__WHAT NEEDS TO BE DONE__.
Please give the number of lines in the records below where the word "metal" occurs, and nothing else.

(Region pointing data)
-----
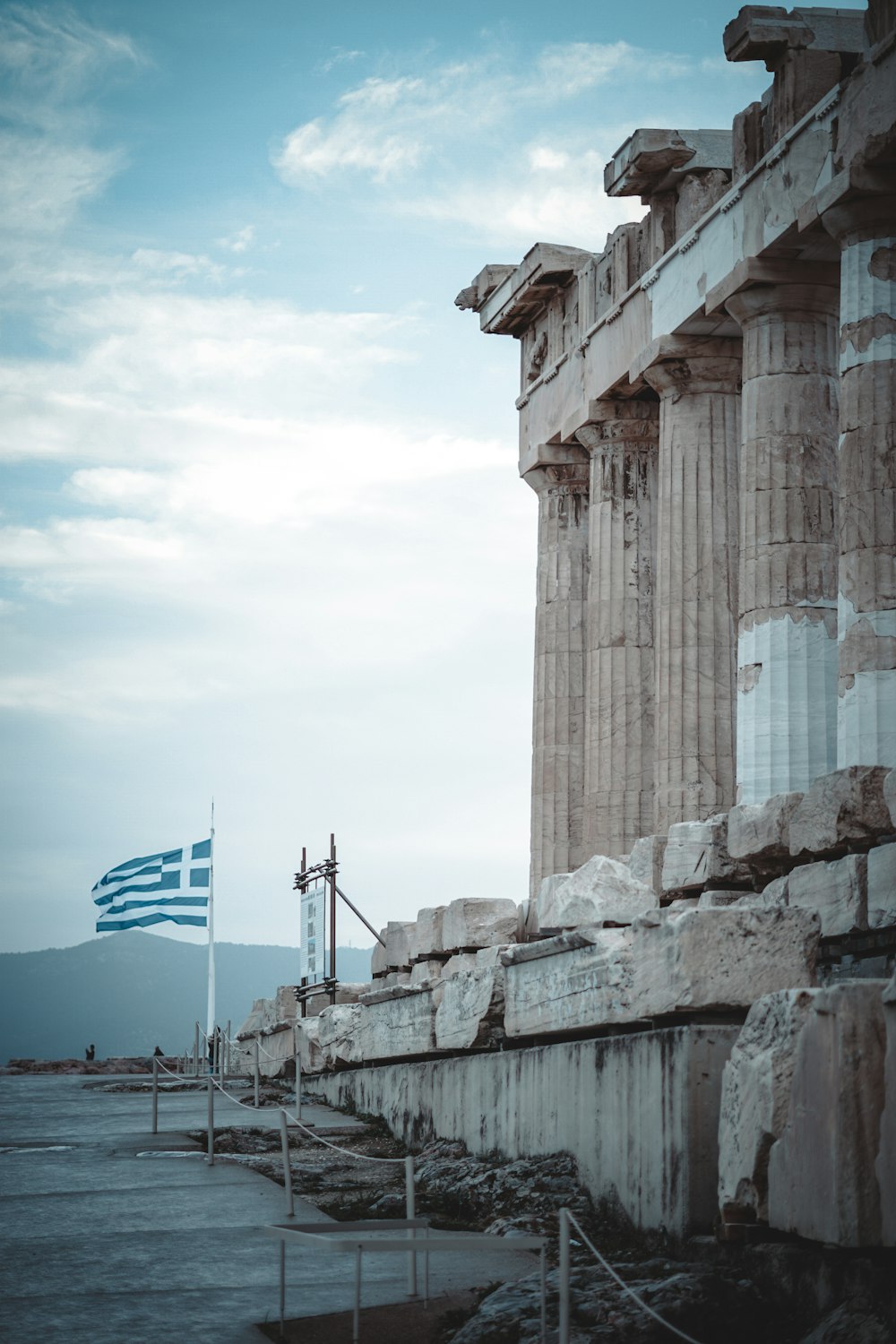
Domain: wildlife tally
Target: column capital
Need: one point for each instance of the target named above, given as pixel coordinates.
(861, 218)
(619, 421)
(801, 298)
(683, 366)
-----
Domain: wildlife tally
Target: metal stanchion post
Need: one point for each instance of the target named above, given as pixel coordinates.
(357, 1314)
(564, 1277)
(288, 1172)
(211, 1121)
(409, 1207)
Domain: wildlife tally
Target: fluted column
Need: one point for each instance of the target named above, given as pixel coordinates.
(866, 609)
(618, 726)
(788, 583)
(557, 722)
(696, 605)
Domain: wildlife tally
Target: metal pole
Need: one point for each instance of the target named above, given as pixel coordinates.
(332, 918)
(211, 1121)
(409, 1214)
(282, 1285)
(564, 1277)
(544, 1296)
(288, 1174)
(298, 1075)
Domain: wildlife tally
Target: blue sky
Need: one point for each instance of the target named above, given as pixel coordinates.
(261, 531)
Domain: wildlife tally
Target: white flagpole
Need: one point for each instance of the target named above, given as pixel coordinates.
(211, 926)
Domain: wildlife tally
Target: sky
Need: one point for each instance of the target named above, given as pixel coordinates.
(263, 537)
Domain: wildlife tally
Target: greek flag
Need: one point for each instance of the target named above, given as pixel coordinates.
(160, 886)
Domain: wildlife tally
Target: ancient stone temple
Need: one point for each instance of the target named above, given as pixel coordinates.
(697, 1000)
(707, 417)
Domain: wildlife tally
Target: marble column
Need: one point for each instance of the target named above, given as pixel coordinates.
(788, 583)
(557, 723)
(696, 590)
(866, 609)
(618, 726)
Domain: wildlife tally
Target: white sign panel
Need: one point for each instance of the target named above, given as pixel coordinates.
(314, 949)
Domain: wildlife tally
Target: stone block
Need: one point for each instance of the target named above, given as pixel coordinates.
-----
__ANSWER TO THE PROBLEM__.
2